INFORMATION PROVIDED:
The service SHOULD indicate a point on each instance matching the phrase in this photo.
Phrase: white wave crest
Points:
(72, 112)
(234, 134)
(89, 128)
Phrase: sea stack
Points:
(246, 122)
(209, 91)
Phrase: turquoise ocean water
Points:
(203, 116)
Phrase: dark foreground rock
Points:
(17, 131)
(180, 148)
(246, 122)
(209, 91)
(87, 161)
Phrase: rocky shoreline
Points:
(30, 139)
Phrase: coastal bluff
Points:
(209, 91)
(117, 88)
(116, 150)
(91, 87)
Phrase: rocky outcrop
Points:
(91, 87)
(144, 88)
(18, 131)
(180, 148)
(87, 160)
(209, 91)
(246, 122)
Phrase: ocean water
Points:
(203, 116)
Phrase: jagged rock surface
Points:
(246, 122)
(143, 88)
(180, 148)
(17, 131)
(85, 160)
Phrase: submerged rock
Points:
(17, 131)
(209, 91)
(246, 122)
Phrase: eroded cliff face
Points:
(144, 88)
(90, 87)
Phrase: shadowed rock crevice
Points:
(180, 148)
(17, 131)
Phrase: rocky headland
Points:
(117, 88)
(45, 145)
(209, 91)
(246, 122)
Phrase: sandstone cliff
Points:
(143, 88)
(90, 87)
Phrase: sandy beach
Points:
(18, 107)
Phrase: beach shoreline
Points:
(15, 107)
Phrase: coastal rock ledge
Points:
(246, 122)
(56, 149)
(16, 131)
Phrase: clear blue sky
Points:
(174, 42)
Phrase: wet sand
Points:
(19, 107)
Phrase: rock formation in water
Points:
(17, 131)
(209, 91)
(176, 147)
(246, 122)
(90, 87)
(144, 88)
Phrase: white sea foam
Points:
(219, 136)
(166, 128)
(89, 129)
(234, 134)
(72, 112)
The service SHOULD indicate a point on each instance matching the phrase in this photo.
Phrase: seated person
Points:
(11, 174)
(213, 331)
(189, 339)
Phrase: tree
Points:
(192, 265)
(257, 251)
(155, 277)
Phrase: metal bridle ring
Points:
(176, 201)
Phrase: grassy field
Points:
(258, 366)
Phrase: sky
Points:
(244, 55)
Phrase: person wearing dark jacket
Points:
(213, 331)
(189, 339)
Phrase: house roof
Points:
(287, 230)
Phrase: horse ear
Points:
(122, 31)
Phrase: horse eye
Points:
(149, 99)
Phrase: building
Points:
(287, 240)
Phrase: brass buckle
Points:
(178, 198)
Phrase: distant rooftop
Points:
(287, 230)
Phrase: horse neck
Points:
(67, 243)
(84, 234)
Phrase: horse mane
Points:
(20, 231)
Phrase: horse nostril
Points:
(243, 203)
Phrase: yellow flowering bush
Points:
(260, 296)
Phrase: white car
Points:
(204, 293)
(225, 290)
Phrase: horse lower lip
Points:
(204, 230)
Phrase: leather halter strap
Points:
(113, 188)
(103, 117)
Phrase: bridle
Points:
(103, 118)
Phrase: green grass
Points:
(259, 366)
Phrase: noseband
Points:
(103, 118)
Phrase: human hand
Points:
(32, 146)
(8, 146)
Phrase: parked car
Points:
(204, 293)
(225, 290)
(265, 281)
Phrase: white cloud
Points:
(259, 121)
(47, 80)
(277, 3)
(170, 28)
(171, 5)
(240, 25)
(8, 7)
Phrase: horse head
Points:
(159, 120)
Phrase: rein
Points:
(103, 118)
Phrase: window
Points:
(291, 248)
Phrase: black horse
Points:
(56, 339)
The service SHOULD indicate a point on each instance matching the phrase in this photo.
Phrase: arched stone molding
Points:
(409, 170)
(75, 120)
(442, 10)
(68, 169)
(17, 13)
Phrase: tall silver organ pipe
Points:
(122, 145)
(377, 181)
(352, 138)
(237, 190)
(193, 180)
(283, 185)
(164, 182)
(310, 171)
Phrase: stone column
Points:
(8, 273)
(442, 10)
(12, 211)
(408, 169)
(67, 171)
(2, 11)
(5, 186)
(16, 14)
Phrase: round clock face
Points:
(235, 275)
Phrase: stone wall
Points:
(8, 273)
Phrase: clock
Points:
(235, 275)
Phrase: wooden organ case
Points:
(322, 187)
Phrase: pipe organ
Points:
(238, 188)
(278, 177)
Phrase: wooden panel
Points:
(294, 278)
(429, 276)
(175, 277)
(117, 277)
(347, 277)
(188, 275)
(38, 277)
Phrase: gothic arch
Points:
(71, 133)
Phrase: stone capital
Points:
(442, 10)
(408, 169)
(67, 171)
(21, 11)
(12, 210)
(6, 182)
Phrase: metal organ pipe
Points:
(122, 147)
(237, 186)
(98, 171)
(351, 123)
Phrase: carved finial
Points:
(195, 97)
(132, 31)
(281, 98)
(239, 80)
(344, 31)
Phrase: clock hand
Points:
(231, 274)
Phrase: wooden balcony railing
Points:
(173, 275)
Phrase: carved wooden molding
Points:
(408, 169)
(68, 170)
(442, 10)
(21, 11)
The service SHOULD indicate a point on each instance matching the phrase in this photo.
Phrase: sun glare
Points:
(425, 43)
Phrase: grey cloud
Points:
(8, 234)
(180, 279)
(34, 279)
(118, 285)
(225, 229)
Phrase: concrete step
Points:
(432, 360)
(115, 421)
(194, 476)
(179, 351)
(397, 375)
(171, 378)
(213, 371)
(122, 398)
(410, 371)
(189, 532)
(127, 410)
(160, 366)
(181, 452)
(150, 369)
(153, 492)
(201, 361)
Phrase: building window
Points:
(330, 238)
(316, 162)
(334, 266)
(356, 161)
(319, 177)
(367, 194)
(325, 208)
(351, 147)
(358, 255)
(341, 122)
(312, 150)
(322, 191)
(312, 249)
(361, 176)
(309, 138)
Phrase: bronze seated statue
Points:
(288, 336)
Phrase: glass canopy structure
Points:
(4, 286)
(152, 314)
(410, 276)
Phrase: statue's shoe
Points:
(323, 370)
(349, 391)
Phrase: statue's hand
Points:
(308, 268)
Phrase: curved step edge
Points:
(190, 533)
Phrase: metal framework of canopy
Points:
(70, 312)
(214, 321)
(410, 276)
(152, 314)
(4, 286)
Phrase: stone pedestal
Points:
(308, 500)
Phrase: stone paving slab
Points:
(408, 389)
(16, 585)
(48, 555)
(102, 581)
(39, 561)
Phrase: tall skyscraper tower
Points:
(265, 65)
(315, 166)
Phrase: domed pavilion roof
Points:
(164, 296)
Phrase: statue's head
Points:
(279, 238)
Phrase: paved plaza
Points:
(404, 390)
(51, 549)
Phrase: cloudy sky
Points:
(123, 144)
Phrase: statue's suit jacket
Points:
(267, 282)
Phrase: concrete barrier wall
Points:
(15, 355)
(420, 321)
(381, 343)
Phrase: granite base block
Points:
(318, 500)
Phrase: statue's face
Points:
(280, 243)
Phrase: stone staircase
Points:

YOUR TASK:
Among the lines above, return those that contain the string "building".

YOUR SOLUTION:
Phrase: building
Phrase: building window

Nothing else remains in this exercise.